» **TASK STATEMENT**:
The data must be written out once more, precisely as given.

[[ MATERIAL SHOWN, beginning ]]

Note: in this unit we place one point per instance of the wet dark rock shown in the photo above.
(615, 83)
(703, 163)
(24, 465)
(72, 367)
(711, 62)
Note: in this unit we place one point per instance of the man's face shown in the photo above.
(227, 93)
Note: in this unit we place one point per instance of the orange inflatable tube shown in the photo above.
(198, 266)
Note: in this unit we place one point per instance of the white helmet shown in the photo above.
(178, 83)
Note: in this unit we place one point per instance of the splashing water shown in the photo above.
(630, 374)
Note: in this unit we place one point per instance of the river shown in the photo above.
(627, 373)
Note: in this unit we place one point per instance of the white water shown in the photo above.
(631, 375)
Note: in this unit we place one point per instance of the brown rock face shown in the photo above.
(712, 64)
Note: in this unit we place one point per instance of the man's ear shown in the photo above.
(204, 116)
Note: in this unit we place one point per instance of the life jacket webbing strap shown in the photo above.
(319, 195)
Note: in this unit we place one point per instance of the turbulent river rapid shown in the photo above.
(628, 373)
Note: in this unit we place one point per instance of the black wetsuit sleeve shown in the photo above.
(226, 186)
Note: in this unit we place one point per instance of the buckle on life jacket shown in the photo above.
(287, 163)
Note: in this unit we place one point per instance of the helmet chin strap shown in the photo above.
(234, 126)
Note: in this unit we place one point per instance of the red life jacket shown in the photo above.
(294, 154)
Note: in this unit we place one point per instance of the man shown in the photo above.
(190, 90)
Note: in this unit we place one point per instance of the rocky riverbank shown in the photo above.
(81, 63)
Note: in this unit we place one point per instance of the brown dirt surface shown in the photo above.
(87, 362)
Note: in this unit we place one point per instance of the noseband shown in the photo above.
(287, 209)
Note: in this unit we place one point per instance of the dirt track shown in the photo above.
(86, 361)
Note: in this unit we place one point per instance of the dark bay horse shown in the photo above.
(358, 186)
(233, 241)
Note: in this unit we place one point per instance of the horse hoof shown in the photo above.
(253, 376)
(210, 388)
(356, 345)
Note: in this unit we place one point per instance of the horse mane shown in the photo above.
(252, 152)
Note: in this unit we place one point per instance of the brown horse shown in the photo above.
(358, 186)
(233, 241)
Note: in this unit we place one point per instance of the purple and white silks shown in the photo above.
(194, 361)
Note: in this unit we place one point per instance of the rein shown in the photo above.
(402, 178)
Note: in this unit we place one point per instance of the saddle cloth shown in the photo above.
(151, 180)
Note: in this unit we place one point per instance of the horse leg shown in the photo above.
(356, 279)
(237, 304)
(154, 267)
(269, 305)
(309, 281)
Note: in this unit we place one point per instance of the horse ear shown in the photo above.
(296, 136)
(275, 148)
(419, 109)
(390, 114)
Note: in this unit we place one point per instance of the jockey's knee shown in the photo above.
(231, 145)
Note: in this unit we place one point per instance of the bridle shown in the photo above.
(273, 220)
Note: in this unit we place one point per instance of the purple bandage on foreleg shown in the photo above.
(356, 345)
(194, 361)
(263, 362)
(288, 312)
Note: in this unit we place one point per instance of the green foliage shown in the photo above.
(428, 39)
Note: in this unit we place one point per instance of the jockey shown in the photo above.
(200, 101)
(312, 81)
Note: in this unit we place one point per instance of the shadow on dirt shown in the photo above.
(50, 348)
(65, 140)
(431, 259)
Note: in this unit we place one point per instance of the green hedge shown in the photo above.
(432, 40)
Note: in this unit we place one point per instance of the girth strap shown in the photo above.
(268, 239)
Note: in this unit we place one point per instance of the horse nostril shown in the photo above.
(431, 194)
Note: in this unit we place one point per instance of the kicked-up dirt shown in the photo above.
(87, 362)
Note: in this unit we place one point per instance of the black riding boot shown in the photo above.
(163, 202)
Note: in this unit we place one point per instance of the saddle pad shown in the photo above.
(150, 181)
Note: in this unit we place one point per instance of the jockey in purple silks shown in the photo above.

[[ MATERIAL SHOWN, end ]]

» **ANSWER SPACE**:
Note: in this unit we place one point per instance of the wet dark rock shown in the photo above.
(615, 83)
(703, 163)
(24, 465)
(72, 367)
(711, 62)
Note: in this unit we place one point per instance of the man's face shown in the photo above.
(227, 93)
Note: in this unit we place one point per instance of the orange inflatable tube shown in the photo above.
(198, 266)
Note: in this unit we place one point per instance of the white helmet shown in the photo above.
(178, 83)
Note: in this unit we place one point per instance of the splashing water shown in the photo above.
(630, 374)
Note: in this unit we place one point per instance of the river shown in the photo above.
(627, 373)
Note: in this unit we place one point per instance of the white water shown in the photo above.
(631, 375)
Note: in this unit we place one point per instance of the brown rock face shown in the photo above.
(712, 64)
Note: in this unit we place one point per instance of the man's ear shown in the photo above.
(204, 116)
Note: in this unit we place one point per instance of the life jacket webbing strap shown in the photo above.
(319, 195)
Note: in this unit we place one point per instance of the turbulent river rapid shown in the photo above.
(628, 373)
Note: in this unit we place one point per instance of the black wetsuit sleeve shown in the photo above.
(226, 186)
Note: in this unit we place one point per instance of the buckle on life jacket shown in the photo above.
(287, 163)
Note: in this unit we place one point per instance of the helmet chin strap shown in the photo above.
(234, 126)
Note: in this unit we place one point per instance of the red life jacket shown in the photo above.
(294, 154)
Note: in this unit we place one point per instance of the man shown in the photo above.
(190, 90)
Note: in this unit we place one point per instance of the rocky riverbank shown in the photo above.
(81, 63)
Note: in this unit we place one point per instance of the brown dirt surface shown in the photo above.
(87, 362)
Note: in this unit we place one point per instance of the noseband shown in the photo above.
(287, 209)
Note: in this unit we place one point per instance of the dirt track shown in the photo above.
(86, 361)
Note: in this unit we place one point per instance of the dark bay horse shown in the photo above.
(358, 186)
(233, 241)
Note: in this unit we place one point per instance of the horse hoof shown in the photo above.
(253, 376)
(210, 388)
(356, 345)
Note: in this unit we place one point per instance of the horse mane shown in the photo above.
(252, 152)
Note: in this unit we place one point per instance of the brown horse shown in the photo above.
(358, 186)
(233, 241)
Note: in this unit we place one point per instance of the purple and white silks shown in the photo above.
(194, 361)
Note: in this unit we place one point per instance of the rein shown in the photo above.
(402, 178)
Note: in this unit we place one point per instance of the saddle cloth shown in the photo above.
(151, 180)
Note: in this unit we place one point per instance of the horse leg shown in the photo above.
(356, 279)
(237, 304)
(154, 267)
(269, 305)
(309, 281)
Note: in this unit we place one point per instance of the horse ear shown in the photo above.
(296, 136)
(275, 148)
(419, 109)
(390, 114)
Note: in this unit we place one point per instance of the jockey's knee shown in the photo above.
(231, 145)
Note: in this unit we place one point per instance of the bridle shown in the photo above.
(273, 220)
Note: in this unit we place one point per instance of the purple bandage on foreleg shown in the photo above.
(356, 345)
(194, 361)
(263, 362)
(288, 312)
Note: in this unit we place one point per instance of the green foliage shown in the photo above.
(428, 39)
Note: in this unit we place one point per instance of the jockey shown in the photo above.
(200, 101)
(312, 81)
Note: in this unit we place one point per instance of the shadow on dirt shown in the photo above.
(50, 348)
(65, 140)
(431, 259)
Note: in this unit we place one point per instance of the green hedge shown in the photo above.
(432, 40)
Note: in this unit we place one point per instance of the girth strap shown in the photo above.
(268, 239)
Note: in this unit we place one point per instance of the horse nostril shown in the photo above.
(431, 194)
Note: in this unit we place one point per instance of the kicked-up dirt shown in the photo above.
(87, 362)
Note: in this unit we place one point per instance of the black riding boot shown in the photo above.
(163, 202)
Note: in this unit we place one point per instance of the saddle pad shown in the photo above.
(150, 181)
Note: in this unit we place one point per instance of the jockey in purple silks shown in the photo above.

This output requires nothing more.